──────── Provided text ────────

The leading case regarding the effect of the failure to disclose a cause of action is Oneida Motor Freight, Inc. v. United Jersey Bank, 848 F.2d 414 (3rd Cir.), cert. denied, ___ U.S. ___, 109 S. Ct. 495, 102 L. Ed. 2d 532 (1988). Debtor conceded at oral argument that the facts at hand are indistinguishable from the facts in the Oneida Motor Freight case. In his post-trial brief, however, Debtor back-tracked on this concession and attempted to distinguish the Oneida Motor Freight case. The Court finds that such attempts to distinguish Oneida Motor Freight are futile.

First, Debtor attempts to distinguish Oneida Motor Freight by saying that in the present case, the Debtor was not aware of his claim at the date of filing, whereas in Oneida Motor Freight the debtor acknowledged that it had a claim against the creditor on the date of filing. The Court finds that this is not a valid reason to fail to disclose the claim. The Debtor knew of all of the facts that were pertinent to its current lawsuit when it filed bankruptcy. No new information was acquired post-filing other than counsel's purported discovery of a legal basis for the lawsuit. The facts underlying the cause of action were known to Debtor long before the plan was confirmed. The Court file shows that the Debtor and Debtor's counsel were discussing a lawsuit against the bank prior to confirmation of the third amended plan. Debtor had a duty to amend his schedules to reflect this claim and to disclose the existence of the potential cause of action to creditors in his plan and disclosure statement.

──────── Information shown ────────

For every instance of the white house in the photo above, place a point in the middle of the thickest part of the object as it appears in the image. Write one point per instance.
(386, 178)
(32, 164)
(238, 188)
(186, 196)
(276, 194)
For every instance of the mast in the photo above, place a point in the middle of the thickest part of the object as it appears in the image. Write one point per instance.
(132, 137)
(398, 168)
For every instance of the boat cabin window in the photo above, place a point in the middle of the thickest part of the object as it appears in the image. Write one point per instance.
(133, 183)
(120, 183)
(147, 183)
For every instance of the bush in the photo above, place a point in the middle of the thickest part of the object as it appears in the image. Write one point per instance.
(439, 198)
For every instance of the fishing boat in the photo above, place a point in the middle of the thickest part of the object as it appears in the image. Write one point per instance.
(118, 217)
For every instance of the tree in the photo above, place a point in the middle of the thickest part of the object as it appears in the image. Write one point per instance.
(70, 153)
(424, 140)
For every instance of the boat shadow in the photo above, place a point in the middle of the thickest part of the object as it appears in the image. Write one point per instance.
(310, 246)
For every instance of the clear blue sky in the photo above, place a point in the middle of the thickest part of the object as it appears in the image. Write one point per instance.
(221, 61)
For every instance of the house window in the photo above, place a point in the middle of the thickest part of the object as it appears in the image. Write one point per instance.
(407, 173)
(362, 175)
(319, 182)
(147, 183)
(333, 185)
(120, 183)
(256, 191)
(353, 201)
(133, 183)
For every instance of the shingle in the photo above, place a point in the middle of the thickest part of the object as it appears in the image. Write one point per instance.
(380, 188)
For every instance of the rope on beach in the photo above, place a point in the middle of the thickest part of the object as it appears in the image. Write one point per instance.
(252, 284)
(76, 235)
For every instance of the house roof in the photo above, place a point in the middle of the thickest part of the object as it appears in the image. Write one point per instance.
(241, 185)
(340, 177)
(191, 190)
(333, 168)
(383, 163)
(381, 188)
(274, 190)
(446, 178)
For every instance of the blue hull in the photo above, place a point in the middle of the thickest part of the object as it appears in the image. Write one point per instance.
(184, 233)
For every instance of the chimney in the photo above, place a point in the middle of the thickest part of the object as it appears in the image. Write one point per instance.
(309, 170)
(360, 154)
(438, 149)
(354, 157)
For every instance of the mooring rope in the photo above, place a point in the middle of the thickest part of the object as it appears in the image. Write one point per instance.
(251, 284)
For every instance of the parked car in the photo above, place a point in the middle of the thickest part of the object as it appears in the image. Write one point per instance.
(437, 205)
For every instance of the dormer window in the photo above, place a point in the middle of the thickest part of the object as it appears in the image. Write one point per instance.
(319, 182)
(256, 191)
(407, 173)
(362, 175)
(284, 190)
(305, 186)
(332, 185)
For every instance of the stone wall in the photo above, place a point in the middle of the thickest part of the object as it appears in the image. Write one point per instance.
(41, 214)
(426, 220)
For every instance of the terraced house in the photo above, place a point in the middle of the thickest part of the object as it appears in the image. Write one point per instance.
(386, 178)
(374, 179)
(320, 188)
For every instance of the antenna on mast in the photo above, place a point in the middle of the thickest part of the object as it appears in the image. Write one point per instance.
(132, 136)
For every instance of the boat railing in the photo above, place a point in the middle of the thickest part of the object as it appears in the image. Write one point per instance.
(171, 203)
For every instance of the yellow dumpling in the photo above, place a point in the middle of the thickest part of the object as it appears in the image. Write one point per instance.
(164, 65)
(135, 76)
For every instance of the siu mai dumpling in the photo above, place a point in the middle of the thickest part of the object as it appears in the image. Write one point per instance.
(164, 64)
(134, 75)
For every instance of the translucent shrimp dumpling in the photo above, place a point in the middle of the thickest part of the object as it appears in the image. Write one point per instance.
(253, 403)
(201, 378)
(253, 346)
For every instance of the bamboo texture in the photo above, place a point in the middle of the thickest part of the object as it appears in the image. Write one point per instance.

────────

* _Exercises to complete_
1) In the court opinion excerpt, what did the Debtor concede at oral argument?
2) Please repeat the part of the court opinion excerpt between "The leading case" and "Freight are futile.", inclusive.

* _Solved problems_
1) The Debtor conceded that the facts at hand are indistinguishable from the facts in the Oneida Motor Freight case.

2)
The leading case regarding the effect of the failure to disclose a cause of action is Oneida Motor Freight, Inc. v. United Jersey Bank, 848 F.2d 414 (3rd Cir.), cert. denied, ___ U.S. ___, 109 S. Ct. 495, 102 L. Ed. 2d 532 (1988). Debtor conceded at oral argument that the facts at hand are indistinguishable from the facts in the Oneida Motor Freight case. In his post-trial brief, however, Debtor back-tracked on this concession and attempted to distinguish the Oneida Motor Freight case. The Court finds that such attempts to distinguish Oneida Motor Freight are futile.